Excerpts of labeled region data:
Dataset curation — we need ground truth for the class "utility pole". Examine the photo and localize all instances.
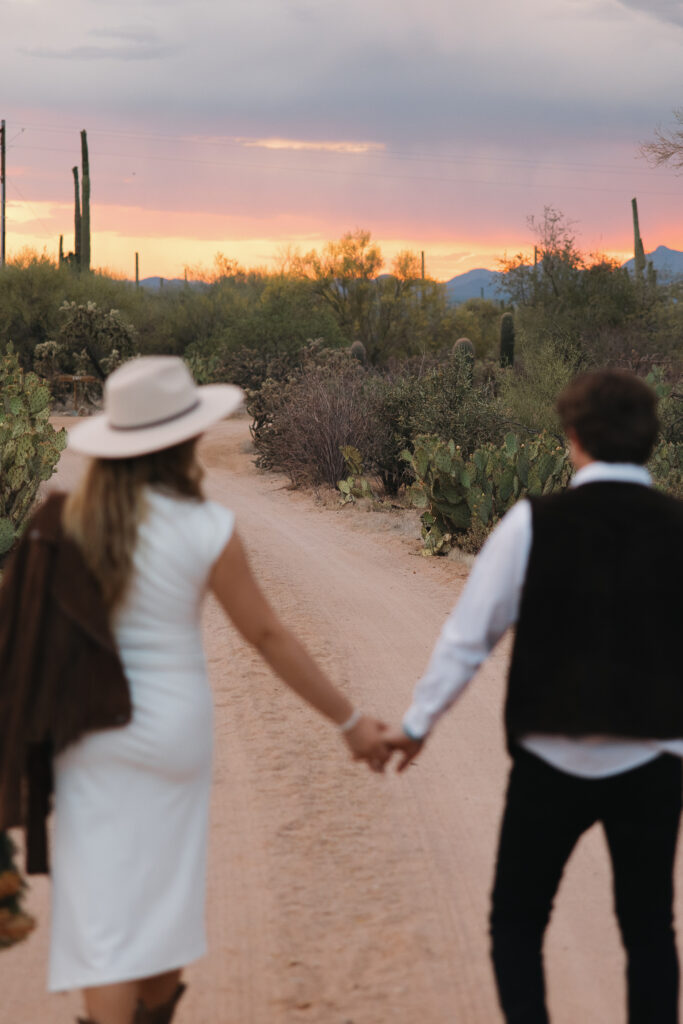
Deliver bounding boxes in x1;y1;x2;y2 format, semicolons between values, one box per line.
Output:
0;121;7;266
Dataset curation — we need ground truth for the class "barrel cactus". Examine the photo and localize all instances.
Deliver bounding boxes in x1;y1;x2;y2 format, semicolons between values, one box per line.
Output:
501;313;515;367
0;345;67;559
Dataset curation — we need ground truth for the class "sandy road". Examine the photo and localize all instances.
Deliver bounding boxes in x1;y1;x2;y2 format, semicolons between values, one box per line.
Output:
0;411;675;1024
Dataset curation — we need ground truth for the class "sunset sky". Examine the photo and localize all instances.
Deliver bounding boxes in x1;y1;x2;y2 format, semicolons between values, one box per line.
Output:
0;0;683;280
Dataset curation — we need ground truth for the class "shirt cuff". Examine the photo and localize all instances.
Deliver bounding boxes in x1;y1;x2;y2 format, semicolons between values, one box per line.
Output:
401;705;430;740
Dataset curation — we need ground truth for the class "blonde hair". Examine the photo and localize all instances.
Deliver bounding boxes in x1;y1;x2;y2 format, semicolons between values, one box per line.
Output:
62;437;204;611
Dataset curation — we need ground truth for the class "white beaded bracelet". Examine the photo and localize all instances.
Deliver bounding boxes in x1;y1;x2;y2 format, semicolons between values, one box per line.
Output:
337;708;362;732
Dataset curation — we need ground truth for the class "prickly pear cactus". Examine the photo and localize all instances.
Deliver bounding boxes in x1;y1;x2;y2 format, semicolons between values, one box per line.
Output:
403;433;571;555
0;345;67;558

The task
Copy every row above word for word, leaving out the pictures.

Task solution
Dataset curation — we need ground truth for the class "utility pole". Examine the photo and localize all instances.
Deliver bounding boxes in x1;y1;x2;y2 format, semicolons between values, one box per line.
Output:
0;121;7;266
Dataset curation — we need ground truth for the class "barrel cactus". Examine the photo and localize all instances.
Deliver bounding boxes in x1;y1;x2;y2 format, semicolons between values, one box per line.
Output:
501;313;515;367
0;345;67;559
Dataset curation — we need ground truth for the class "sandy road". Examine the photo and localize all instances.
Deliver bounding boxes in x1;y1;x2;y2 format, semicolons between values, one box per line.
Output:
0;411;675;1024
Dataset curation — we need ground truth for the class "sunset sky". Examine the photo and localize all instances.
Deliver bounding boxes in x1;y1;x2;y2 format, semicolons between values, one box per line.
Output:
0;0;683;280
Dataset curation — we need ground truth for the class "shirt cuff". Examine the photo and localize all instances.
Deliver bounding boxes in x1;y1;x2;y2 format, semicolons between values, one box per line.
Output:
401;705;430;740
Dataset curation — we need ground truth for the class "blonde hair". Examine the photo and localize all instances.
Deliver bounding boxes in x1;y1;x2;y2 format, semicolons between values, one box per line.
Output:
62;437;204;611
Dataset curation — we need ground truth for the class "white beaded bracelet". Examine the photo and localize all instances.
Deliver bounding boxes in x1;y1;x2;y2 format, semicolons between values, one box per line.
Output:
337;708;362;732
Dataset curation — we need ground truth for the class "prickly pear cactus". Examine the photo and localize all instances.
Deliver bounding boxes in x1;y1;x2;y2 format, semicolons between values, one box per line.
Output:
403;433;571;555
0;345;67;558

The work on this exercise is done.